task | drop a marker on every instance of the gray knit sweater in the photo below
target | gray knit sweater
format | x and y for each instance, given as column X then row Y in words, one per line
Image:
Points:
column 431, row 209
- - -
EXERCISE REQUIREMENTS:
Send back the complete listing, identical to the original in every line.

ANSWER BOX:
task | drop a marker on every instance of the gray knit sweater in the photo below
target | gray knit sweater
format | x and y for each instance, given as column X then row Y in words, one per line
Image:
Points:
column 431, row 209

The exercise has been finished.